[Source records]

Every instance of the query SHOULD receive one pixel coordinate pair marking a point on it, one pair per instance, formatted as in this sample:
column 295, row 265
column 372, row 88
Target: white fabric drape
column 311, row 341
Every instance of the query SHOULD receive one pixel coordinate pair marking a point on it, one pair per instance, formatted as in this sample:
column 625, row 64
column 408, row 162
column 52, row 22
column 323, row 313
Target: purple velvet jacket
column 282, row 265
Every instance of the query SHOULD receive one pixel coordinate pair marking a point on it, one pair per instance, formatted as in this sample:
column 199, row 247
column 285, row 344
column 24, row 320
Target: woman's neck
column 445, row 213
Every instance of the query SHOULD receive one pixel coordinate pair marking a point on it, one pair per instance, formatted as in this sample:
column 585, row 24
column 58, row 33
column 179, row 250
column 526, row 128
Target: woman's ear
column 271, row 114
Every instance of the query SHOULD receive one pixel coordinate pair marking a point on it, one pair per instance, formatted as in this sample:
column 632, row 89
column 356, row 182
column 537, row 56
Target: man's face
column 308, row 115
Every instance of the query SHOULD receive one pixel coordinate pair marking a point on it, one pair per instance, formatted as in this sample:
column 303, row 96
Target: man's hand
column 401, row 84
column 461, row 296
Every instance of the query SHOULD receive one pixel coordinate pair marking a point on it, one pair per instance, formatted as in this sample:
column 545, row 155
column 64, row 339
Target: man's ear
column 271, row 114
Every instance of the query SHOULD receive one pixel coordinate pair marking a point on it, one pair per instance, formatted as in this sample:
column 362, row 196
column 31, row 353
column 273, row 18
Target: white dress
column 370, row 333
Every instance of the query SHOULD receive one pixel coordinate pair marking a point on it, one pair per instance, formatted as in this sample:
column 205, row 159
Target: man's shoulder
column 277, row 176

* Assigned task *
Nothing should appear in the answer except the lines above from the line with "column 64, row 339" through the line with "column 273, row 18", both included, written out exactly.

* Answer box *
column 64, row 339
Target: man's ear
column 271, row 114
Every instance of the query SHOULD receive one pixel coordinate pair marking a point on it, one pair per instance, formatted as in this sample:
column 362, row 196
column 31, row 353
column 273, row 18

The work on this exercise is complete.